Supplied passage ▸
>> start

Monday, November 17, 2014

Art History Survey, A New Slant, No. 2: NOT “The Dark Ages

The first migration of Asiatic peoples across the land bridge to the Americas began as early, and possibly earlier than 25,000–9000 BCE. By 10,000 BCE, they had migrated as far south as Tierra del Fuego (now Argentina), the southern tip of South America. They formed small fishing and hunting bands, becoming part of the first group of indigenous “Americans.” As early as 2500 BCE, the Maya were already established in village areas and involved in trade with other cultures. They had also established complex religious and civil ceremonies. Between 1000 and 900 BCE the Maya established larger, more complex and ornate buildings and cities. The Maya were influenced by the Olmec and Izapa cultures between 800 and 200 BCE, Teotihuacán and El Tajín between 200 BCE and 900 CE, and the Toltec and Aztec between 1000 and 1519 CE. The Maya in turn influenced other Classic period (ca. 200–900 CE) cultures with their complex ceremonies, elaborate court etiquette and social hierarchy, cosmology, calendrics, and mathematics.

Palenque is one of the most beautifully laid out of Mayan cities. The architecture is inventive, elaborately decorated with relief sculpture, and well adapted to the humid climate. The elevated site commands a view of the plains stretching to the distant horizon, alerting the rulers of Palenque to approaching threats or important visitors. Because the Mayans had no draft animals or wheels, they used the many rivers as their main transportation arteries from city to city. Not far from Palenque is the Umusacinto River, which was the city’s main trade route. This was an important artery because it allowed communication between cities along the Bay of Campeche, then inland to the Petén. Maya rulers could participate in neighboring ceremonies and festivals, and architects could exchange views on techniques and current styles in each the various city centers.

A centrally located palace complex surrounded by pyramidal temples on raised platforms dominates Palenque. The major construction of the palace and city took place under three great kings: Pacal the Great (603–683 CE), Chan Bahlum II (635–702 CE), and Kan Xul II (644–711 CE). During the reigns of these rulers, Palenque went from a minor ceremonial center to a major city of the Mayan world. Indeed, many Mayan cities at the time had populations that were larger than most European cities of the same period.

The Palace in Palenque, topped by a Mansard-style roof, was built in stages over earlier subterranean chambers. The most striking feature of this building are the numerous stucco reliefs, primarily of ruling families, ceremonies, and deities. The reliefs run the gamut from realistic to stylized. There are also beautiful friezes of glyph panels. Most of the reliefs are carved limestone or stucco, lime powder mixed with water. Many of the temples in Palenque are also covered in rich relief carving. At the time, buildings in Palenque would have been painted red, and the reliefs painted in bright yellows, greens, and blues.

The four story tower on the southwest corner—possibly meant as a lunar observatory, or a means of lookout for approaching visitors—is unique in Classic Period Mayan architecture. It also had important significance with the nearby Temple of Inscriptions (680s–700 CE), built as a mortuary temple to Pacal. At the winter solstice (December 21), the shadow cast by the rising sun falls directly in the center of the temple. The leaders of Palenque ruled and maintained administration from the palace, a typical feature of all Mayan cities. They also controlled surrounding towns and villages.

>> end

Instructions to follow ▸
In the article on the Maya and Palenque above, reproduce word for word the stretch that starts with "The four story" and ends after "towns and villages.".

(Entries taken from a collection)
>> start

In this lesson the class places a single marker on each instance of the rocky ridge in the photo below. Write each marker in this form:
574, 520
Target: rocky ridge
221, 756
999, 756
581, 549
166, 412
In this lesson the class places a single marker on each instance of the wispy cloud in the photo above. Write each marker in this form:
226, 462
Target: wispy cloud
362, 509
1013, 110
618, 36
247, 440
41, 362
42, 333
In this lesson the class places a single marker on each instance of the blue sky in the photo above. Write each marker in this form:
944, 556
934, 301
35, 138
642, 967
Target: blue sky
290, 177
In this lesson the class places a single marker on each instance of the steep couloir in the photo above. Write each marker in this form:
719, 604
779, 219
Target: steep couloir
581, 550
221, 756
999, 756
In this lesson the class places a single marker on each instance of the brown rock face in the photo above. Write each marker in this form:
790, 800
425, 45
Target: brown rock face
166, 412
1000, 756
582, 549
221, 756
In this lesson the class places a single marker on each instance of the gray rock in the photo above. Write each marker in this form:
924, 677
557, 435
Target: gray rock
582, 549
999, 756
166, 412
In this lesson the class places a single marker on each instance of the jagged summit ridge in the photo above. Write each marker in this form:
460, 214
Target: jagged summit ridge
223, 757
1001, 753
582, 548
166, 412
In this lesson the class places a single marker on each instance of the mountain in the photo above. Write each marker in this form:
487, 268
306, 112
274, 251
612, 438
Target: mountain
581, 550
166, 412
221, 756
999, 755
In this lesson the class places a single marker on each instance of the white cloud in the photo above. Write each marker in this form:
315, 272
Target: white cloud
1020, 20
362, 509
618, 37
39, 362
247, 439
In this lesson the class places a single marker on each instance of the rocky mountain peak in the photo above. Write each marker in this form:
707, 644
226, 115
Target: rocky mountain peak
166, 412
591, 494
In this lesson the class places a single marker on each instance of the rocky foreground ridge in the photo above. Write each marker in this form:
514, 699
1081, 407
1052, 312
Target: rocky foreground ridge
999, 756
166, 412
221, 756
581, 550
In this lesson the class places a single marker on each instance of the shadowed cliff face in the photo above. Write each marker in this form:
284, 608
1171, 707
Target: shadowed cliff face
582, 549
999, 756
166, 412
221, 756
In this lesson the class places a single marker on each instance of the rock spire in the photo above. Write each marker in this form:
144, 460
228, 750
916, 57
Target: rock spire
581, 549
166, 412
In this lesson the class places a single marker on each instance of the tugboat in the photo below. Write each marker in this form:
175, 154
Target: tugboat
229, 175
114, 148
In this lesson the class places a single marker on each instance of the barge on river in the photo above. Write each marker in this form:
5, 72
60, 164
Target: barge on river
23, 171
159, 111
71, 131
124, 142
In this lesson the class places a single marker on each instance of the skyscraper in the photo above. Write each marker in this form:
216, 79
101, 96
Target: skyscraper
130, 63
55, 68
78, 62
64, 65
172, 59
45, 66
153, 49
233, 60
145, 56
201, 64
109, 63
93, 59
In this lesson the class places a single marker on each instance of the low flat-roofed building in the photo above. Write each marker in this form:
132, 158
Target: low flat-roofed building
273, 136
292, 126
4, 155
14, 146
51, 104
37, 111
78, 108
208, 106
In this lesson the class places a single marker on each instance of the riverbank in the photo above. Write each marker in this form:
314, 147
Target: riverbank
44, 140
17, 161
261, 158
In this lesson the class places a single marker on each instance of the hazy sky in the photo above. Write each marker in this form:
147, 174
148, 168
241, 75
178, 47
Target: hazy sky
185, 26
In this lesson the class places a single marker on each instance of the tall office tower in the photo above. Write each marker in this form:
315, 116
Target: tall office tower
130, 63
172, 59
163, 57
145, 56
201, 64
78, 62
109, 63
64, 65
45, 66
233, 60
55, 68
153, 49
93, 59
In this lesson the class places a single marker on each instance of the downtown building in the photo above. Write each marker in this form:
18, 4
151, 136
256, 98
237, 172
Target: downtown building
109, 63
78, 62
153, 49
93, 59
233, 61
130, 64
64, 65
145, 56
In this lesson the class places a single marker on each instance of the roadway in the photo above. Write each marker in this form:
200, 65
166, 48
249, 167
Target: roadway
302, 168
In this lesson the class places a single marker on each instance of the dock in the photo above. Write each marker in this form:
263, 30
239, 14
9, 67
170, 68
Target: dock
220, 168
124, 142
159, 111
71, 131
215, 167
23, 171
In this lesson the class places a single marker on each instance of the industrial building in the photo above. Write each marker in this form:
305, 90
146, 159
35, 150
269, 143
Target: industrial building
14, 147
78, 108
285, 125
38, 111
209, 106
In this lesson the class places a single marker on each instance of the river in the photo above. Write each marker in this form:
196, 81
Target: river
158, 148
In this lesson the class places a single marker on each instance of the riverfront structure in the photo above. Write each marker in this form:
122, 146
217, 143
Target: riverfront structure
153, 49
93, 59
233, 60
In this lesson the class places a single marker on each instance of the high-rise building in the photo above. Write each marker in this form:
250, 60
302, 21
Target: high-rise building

>> end

Expected answer ▸
The four story tower on the southwest corner—possibly meant as a lunar observatory, or a means of lookout for approaching visitors—is unique in Classic Period Mayan architecture. It also had important significance with the nearby Temple of Inscriptions (680s–700 CE), built as a mortuary temple to Pacal. At the winter solstice (December 21), the shadow cast by the rising sun falls directly in the center of the temple. The leaders of Palenque ruled and maintained administration from the palace, a typical feature of all Mayan cities. They also controlled surrounding towns and villages.